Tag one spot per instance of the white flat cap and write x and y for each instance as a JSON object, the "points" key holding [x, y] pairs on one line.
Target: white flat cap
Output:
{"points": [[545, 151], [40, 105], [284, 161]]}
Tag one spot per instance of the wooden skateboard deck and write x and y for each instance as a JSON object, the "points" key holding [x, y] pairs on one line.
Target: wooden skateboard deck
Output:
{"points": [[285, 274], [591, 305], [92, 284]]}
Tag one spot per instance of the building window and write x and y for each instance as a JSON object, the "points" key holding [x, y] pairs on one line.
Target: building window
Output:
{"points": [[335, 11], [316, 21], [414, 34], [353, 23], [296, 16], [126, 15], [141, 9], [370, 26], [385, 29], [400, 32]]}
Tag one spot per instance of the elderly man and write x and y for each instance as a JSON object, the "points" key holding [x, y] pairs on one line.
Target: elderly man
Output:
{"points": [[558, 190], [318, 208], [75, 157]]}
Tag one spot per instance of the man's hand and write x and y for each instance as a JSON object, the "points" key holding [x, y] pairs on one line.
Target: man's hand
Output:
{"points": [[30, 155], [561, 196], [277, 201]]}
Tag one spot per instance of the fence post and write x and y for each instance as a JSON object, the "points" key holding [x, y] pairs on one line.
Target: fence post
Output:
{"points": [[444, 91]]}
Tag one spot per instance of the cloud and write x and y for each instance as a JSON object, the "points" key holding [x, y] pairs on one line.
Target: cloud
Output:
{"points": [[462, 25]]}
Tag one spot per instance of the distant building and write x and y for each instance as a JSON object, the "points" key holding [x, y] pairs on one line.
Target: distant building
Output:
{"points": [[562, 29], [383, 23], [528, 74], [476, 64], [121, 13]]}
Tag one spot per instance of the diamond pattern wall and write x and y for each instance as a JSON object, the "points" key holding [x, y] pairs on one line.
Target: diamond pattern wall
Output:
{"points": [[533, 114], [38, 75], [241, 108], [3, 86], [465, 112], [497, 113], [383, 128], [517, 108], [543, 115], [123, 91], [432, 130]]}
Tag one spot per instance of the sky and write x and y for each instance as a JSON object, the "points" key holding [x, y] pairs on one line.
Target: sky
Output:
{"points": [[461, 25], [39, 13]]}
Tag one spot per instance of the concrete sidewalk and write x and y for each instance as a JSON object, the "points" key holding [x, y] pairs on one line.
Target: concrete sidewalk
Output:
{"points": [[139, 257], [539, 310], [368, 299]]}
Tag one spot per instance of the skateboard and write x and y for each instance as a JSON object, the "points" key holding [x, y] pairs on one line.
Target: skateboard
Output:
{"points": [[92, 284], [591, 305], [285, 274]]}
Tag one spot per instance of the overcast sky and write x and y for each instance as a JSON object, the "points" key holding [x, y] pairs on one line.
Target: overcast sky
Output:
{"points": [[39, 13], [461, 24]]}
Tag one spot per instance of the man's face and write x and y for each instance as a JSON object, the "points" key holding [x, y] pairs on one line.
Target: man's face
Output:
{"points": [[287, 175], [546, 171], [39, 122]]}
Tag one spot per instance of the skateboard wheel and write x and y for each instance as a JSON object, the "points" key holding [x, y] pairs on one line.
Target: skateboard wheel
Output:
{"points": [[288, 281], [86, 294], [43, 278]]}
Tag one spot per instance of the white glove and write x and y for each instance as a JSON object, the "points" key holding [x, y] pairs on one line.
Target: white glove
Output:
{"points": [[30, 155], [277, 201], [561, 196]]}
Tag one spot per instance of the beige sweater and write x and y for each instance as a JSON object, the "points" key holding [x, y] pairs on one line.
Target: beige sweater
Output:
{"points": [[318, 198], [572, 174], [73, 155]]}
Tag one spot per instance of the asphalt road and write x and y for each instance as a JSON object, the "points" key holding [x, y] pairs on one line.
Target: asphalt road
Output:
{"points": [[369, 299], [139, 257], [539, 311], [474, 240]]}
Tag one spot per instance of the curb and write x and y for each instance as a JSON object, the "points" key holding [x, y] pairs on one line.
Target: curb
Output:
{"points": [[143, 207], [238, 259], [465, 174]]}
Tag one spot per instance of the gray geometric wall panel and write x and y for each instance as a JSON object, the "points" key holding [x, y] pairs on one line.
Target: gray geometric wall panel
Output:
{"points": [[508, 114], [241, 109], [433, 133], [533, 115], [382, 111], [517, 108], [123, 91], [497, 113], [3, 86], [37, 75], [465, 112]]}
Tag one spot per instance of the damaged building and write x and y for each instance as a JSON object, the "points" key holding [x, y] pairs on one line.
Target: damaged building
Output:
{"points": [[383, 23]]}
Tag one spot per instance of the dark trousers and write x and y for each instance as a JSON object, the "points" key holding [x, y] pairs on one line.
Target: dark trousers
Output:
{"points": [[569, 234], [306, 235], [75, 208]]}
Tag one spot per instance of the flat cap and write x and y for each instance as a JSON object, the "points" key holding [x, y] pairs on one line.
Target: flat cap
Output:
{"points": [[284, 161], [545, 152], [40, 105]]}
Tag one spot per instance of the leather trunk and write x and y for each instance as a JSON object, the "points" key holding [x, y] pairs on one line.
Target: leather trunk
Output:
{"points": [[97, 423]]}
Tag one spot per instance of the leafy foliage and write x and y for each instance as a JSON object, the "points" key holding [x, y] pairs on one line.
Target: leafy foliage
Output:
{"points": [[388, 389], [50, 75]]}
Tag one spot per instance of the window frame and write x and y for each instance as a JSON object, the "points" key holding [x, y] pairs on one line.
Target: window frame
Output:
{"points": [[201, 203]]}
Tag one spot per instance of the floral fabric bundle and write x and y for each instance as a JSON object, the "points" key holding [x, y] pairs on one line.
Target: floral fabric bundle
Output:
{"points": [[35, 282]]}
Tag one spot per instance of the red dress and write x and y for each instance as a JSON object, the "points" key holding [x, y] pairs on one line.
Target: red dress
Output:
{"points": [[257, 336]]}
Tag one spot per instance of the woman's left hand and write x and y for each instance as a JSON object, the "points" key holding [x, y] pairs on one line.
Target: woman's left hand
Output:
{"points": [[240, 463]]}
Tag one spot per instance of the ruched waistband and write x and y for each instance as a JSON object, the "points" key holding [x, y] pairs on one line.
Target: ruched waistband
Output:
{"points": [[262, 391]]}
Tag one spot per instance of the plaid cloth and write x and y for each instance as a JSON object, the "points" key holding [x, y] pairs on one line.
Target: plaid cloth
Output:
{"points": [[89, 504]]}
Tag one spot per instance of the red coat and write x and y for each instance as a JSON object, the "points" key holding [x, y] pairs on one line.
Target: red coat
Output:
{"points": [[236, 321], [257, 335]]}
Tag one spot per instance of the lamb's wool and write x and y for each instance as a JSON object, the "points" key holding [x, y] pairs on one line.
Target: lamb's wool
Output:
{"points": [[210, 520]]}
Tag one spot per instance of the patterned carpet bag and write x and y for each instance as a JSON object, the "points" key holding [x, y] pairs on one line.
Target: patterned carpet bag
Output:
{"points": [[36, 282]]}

****************************************

- Task details: Copy every line of the records above exactly.

- Your solution:
Tag one spot per instance of the white flat cap and write x and y for each instance as a JSON object, the "points" key holding [x, y] pairs on one line.
Target: white flat cap
Output:
{"points": [[545, 151], [40, 105], [284, 161]]}
Tag one spot per instance of the wooden skateboard deck and write x and y for each instance as a JSON object, the "points" key holding [x, y] pairs on one line.
Target: wooden skateboard deck
Output:
{"points": [[285, 274], [591, 305], [92, 284]]}
Tag one spot per instance of the building window and write x and y for each instance as a JSON object, the "points" key holding [x, y] pairs on one line.
Target: building window
Output:
{"points": [[335, 11], [316, 21], [414, 34], [353, 23], [296, 16], [126, 15], [141, 9], [370, 26], [385, 29], [400, 32]]}
Tag one spot per instance of the elderly man and write x and y for each instance as a JSON object, the "points" key holding [x, y] pairs on one line.
Target: elderly man
Output:
{"points": [[558, 190], [318, 208], [75, 157]]}
Tag one spot per instance of the man's hand and write x and y for each instance as a JSON object, the "points" key holding [x, y] pairs on one line.
Target: man's hand
Output:
{"points": [[30, 155], [561, 196], [277, 201]]}
Tag one spot per instance of the fence post and write x and y for each instance as a JSON object, the "points" key holding [x, y] pairs on one line.
Target: fence post
Output:
{"points": [[444, 91]]}
Tag one spot per instance of the cloud and write x and y for each instance as a JSON object, the "points" key holding [x, y] pairs on one line.
Target: cloud
Output:
{"points": [[462, 25]]}
Tag one spot per instance of the distant building and write x and y for each instance as a JSON object, the "points" key holding [x, y] pairs on one line.
Target: distant building
Output:
{"points": [[562, 29], [383, 23], [528, 74], [476, 64], [121, 13]]}
Tag one spot per instance of the diamond pattern wall and write x and y for each instance as a JSON object, the "points" key holding [x, y] pairs on one line.
Target: diamond pattern wall
Output:
{"points": [[533, 114], [38, 75], [241, 108], [3, 86], [465, 112], [497, 113], [383, 128], [517, 108], [543, 115], [123, 91], [432, 130]]}
Tag one spot per instance of the sky and write x and y for each instance as a JSON object, the "points" key holding [x, y] pairs on one line.
Target: sky
Output:
{"points": [[461, 25], [39, 13]]}
Tag one spot per instance of the concrete sidewalk and write x and y for each instance as a JSON object, the "points" key holding [x, y] pairs on one line.
Target: concrete sidewalk
Output:
{"points": [[139, 257], [539, 310], [368, 299]]}
Tag one spot per instance of the skateboard and write x and y for each instance as a JSON object, the "points" key holding [x, y] pairs on one line.
Target: skateboard
Output:
{"points": [[92, 284], [591, 305], [285, 274]]}
Tag one spot per instance of the overcast sky and write x and y for each instance as a JSON object, the "points" key holding [x, y] pairs on one line.
Target: overcast sky
Output:
{"points": [[39, 13], [461, 24]]}
Tag one spot per instance of the man's face and write x and y for each instance as a JSON object, the "points" key holding [x, y] pairs on one line.
Target: man's face
Output:
{"points": [[287, 175], [546, 171], [39, 122]]}
Tag one spot per instance of the skateboard wheel and write x and y for each instance as a JSON object, the "points" key holding [x, y] pairs on one line.
Target: skateboard wheel
Output:
{"points": [[288, 281], [86, 294], [43, 278]]}
Tag one spot per instance of the white glove and write x and y for each instance as a JSON object, the "points" key holding [x, y] pairs on one line.
Target: white glove
Output:
{"points": [[30, 155], [277, 201], [561, 196]]}
Tag one spot per instance of the beige sweater and write x and y for each instance as a JSON object, the "points" key holding [x, y] pairs on one line.
Target: beige sweater
Output:
{"points": [[318, 198], [572, 174], [73, 155]]}
Tag one spot per instance of the asphalt road and write x and y for each instance as a JSON object, the "points" key holding [x, y] pairs on one line.
Target: asphalt road
Output:
{"points": [[369, 299], [139, 257], [539, 311], [474, 240]]}
Tag one spot per instance of the curb and write x and y for each instance as a JSON object, the "points" key holding [x, y] pairs on one line.
Target: curb
Output:
{"points": [[143, 207], [238, 259], [465, 174]]}
Tag one spot per instance of the gray geometric wall panel and write x and y for each instance as a JSON object, the "points" key holding [x, y] pairs on one line.
Target: gray geometric wall panel
Output:
{"points": [[508, 114], [241, 109], [433, 133], [533, 115], [382, 111], [517, 108], [123, 91], [497, 113], [3, 86], [37, 75], [465, 112]]}
Tag one spot per instance of the damaged building and write x and y for each instance as a JSON object, the "points" key holding [x, y] pairs on one line.
Target: damaged building
Output:
{"points": [[383, 23]]}
Tag one spot per instance of the dark trousers and write x and y for each instance as a JSON object, the "points" key holding [x, y] pairs on one line.
Target: dark trousers
Output:
{"points": [[569, 234], [306, 235], [75, 208]]}
Tag one spot per instance of the flat cap and write x and y for each instance as a JSON object, the "points" key holding [x, y] pairs on one line.
Target: flat cap
Output:
{"points": [[284, 161], [545, 152], [40, 105]]}
Tag one spot per instance of the leather trunk and write x and y for each instance as a JSON object, the "points" key holding [x, y] pairs on one line.
Target: leather trunk
Output:
{"points": [[97, 423]]}
Tag one spot per instance of the leafy foliage and write x and y for each instance as a JSON object, the "points" key holding [x, y] pairs on one line.
Target: leafy foliage
Output:
{"points": [[388, 389], [50, 75]]}
Tag one spot per instance of the window frame and write x and y for each instance as a JSON object, the "points" key holding [x, y] pairs on one line.
Target: window frame
Output:
{"points": [[201, 203]]}
Tag one spot per instance of the floral fabric bundle and write x and y for each instance as a JSON object, the "points" key holding [x, y] pairs on one line.
Target: floral fabric bundle
Output:
{"points": [[35, 282]]}
Tag one spot per instance of the red dress and write x and y for each instance as a JSON object, the "points" key holding [x, y] pairs on one line.
Target: red dress
Output:
{"points": [[257, 336]]}
Tag one spot per instance of the woman's left hand and write x and y for each instance as a JSON object, the "points" key holding [x, y] pairs on one line.
Target: woman's left hand
Output:
{"points": [[240, 463]]}
Tag one spot per instance of the ruched waistband and write x and y for each instance as a JSON object, the "points" key holding [x, y] pairs on one line.
Target: ruched waistband
Output:
{"points": [[262, 391]]}
Tag one spot per instance of the plaid cloth and write x and y for each instance as a JSON object, the "points" key holding [x, y] pairs on one line.
Target: plaid cloth
Output:
{"points": [[89, 504]]}
Tag one spot per instance of the red coat and write x and y for each instance as a JSON object, the "points" key holding [x, y] pairs on one line.
Target: red coat
Output:
{"points": [[236, 321], [257, 335]]}
Tag one spot per instance of the lamb's wool and write x and y for each instance as a JSON object, the "points" key holding [x, y] pairs on one line.
Target: lamb's wool
Output:
{"points": [[210, 520]]}
Tag one spot per instance of the patterned carpet bag and write x and y for each instance as a JSON object, the "points" key holding [x, y] pairs on one line.
Target: patterned carpet bag
Output:
{"points": [[36, 282]]}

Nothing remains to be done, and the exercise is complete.